EXCERPT PROVIDED START
Category Archives: Soul Feeding

Savor

I was going to write a post on rainy-day reading, but then the rain stopped. I loved it while it lasted, which is a big change for me. See here for when my attitude started to improve. Of course, I didn’t have to be out in it. I could enjoy the gentle hush of it and the green it left behind.

Collindale Golf Course

There were a few super dramatic moments, and I wasn’t thrilled when I discovered my roof was leaking, but it’s probably better to know. All fixed now.

I did read a lot during those wet days. Here are a few recommendations, which, yes, you can skip if you’re not a reader 😉 :

  • One Long River of Song by Brian Doyle, published posthumously by his widow and friends. This is like a greatest hits collection of his essays, short prose, poems, and what he called proems. I’m savoring one or two per day.
EXCERPT PROVIDED END
DATA PROVIDED START
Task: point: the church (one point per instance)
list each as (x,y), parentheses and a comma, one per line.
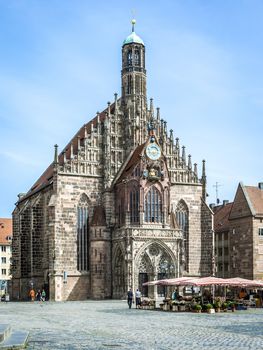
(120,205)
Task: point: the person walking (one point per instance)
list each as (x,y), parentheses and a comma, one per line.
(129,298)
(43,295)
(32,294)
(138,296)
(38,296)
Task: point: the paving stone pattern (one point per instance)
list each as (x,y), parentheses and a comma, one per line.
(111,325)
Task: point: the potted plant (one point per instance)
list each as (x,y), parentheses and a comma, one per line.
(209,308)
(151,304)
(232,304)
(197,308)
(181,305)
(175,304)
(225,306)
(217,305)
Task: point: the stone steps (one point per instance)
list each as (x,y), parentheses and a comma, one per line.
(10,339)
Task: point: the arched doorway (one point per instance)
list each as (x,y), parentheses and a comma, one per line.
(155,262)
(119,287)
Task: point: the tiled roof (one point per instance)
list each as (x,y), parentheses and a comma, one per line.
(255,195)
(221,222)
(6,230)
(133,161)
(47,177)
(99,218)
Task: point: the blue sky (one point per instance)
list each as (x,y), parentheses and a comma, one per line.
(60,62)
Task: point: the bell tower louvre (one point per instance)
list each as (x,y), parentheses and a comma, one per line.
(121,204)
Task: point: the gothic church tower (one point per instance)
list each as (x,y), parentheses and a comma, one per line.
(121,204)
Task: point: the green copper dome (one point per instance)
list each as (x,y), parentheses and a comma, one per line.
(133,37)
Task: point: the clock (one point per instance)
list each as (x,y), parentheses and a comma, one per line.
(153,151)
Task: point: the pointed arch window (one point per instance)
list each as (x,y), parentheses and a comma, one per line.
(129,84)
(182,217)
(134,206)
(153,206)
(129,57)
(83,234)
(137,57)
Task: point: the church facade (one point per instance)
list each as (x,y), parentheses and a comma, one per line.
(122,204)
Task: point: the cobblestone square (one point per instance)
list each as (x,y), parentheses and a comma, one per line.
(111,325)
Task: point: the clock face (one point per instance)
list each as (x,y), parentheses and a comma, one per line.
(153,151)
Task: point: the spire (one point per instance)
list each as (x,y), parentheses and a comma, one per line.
DATA PROVIDED END
**REQUIREMENT:**
In the post titled "Savor," explain why the writer did not write the planned post on rainy-day reading.

**RESULT OF THE TASK:**
The writer meant to write about rainy-day reading, but the rain stopped before that post was written.